Data on where objects are located

──────────────────────────────

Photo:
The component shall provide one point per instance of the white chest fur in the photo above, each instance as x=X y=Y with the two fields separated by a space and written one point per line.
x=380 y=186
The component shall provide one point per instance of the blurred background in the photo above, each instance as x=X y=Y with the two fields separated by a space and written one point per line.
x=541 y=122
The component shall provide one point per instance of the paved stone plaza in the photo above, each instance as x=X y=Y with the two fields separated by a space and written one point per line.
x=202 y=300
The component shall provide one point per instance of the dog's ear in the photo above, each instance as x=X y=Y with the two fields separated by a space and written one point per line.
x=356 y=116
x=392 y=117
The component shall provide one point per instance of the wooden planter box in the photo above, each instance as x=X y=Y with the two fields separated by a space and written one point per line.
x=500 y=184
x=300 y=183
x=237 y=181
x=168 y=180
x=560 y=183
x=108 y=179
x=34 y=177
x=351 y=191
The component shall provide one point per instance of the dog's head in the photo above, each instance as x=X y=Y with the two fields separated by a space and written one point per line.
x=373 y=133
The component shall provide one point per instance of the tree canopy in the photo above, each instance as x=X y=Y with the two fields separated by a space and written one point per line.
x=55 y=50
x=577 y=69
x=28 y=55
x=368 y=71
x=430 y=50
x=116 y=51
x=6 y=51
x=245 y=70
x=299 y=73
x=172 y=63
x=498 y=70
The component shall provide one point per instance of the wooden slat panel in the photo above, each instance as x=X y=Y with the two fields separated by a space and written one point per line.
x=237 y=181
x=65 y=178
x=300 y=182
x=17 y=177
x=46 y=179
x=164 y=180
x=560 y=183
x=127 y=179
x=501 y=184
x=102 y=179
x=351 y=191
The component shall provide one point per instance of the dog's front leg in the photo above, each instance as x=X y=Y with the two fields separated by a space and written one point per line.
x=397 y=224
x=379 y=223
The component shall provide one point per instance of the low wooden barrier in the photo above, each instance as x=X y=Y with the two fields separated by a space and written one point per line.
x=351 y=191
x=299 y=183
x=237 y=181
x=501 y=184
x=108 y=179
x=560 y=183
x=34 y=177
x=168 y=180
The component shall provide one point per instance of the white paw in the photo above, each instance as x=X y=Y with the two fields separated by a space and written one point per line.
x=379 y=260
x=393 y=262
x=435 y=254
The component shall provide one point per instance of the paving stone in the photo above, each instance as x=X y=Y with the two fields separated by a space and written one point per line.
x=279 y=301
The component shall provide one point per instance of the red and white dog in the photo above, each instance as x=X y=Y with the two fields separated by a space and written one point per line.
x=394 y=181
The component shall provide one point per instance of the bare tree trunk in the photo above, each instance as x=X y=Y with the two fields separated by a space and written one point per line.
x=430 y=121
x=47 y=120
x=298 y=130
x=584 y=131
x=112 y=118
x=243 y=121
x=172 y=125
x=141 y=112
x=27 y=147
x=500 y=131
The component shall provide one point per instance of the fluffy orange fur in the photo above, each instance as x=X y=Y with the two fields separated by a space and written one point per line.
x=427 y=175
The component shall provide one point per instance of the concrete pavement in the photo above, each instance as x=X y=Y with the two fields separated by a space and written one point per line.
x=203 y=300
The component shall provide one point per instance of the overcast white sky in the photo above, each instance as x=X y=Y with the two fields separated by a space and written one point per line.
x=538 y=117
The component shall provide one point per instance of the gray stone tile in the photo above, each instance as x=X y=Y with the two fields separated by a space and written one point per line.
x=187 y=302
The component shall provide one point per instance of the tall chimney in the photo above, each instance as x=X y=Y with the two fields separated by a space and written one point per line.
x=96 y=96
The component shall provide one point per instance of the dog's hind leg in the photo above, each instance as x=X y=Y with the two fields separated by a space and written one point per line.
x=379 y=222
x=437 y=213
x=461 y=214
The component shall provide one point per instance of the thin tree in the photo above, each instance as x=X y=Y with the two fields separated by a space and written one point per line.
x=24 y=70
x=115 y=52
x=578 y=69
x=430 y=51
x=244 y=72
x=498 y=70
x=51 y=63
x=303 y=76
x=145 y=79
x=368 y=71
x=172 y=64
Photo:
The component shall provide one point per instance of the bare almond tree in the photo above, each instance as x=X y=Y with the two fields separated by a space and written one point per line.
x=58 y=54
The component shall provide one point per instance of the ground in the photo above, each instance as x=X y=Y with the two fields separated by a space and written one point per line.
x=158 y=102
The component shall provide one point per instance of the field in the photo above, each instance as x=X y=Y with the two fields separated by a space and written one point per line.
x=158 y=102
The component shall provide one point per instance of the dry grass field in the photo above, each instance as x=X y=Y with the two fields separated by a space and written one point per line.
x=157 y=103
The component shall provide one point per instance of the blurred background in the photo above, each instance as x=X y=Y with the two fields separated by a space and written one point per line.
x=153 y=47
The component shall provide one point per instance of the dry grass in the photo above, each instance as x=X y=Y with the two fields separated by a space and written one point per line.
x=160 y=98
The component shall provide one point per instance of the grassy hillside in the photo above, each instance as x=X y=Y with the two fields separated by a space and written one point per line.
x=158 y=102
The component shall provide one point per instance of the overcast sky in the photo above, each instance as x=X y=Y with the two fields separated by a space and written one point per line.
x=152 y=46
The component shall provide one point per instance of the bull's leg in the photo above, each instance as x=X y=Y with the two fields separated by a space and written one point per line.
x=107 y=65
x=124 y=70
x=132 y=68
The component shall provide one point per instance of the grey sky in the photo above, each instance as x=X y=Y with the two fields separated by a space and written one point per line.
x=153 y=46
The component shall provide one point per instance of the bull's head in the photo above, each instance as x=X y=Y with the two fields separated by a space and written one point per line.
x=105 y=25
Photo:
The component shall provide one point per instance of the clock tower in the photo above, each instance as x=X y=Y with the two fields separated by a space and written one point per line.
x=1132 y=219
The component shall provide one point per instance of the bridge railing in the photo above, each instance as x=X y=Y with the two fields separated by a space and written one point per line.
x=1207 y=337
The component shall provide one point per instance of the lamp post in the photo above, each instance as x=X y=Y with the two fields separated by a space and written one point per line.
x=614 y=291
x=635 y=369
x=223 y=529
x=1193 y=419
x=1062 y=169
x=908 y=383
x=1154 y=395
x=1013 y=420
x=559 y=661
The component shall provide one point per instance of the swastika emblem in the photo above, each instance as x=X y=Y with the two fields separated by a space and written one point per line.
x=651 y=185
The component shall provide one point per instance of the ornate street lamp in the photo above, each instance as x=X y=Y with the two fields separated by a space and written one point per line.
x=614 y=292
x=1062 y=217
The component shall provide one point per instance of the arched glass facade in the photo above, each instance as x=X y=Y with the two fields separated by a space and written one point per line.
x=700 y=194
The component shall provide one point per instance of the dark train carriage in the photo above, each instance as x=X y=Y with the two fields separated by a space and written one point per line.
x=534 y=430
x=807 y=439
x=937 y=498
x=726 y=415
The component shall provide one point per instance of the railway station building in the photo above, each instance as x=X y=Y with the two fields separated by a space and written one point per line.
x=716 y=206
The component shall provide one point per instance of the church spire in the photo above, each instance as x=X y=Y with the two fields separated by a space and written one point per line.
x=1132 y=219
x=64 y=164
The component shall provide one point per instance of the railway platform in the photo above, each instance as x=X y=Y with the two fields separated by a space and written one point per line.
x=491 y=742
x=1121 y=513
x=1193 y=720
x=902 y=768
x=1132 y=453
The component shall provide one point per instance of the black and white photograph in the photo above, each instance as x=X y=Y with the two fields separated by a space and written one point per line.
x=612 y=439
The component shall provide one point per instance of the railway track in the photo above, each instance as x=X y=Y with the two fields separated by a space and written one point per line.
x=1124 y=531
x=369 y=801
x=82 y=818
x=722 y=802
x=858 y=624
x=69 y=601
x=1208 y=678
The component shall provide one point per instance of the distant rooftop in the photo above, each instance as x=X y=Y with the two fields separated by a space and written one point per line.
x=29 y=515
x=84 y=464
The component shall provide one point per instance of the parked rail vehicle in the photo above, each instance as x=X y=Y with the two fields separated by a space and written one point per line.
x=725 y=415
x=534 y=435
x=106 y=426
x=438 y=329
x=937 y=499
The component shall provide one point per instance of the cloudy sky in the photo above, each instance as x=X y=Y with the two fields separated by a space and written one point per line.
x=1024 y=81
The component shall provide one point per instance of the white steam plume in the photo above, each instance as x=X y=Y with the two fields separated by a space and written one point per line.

──────────────────────────────

• _WHAT IS BEING ASKED_
Reproduce verbatim the data from its first line through the line containing "x=202 y=300", including both ends.

• _SOLUTION_
Photo:
The component shall provide one point per instance of the white chest fur in the photo above, each instance as x=X y=Y with the two fields separated by a space and written one point per line.
x=380 y=186
The component shall provide one point per instance of the blurred background in the photo above, each instance as x=X y=Y with the two fields separated by a space and written one point per line.
x=541 y=122
The component shall provide one point per instance of the paved stone plaza in the photo above, each instance as x=X y=Y with the two fields separated by a space and written one point per line.
x=202 y=300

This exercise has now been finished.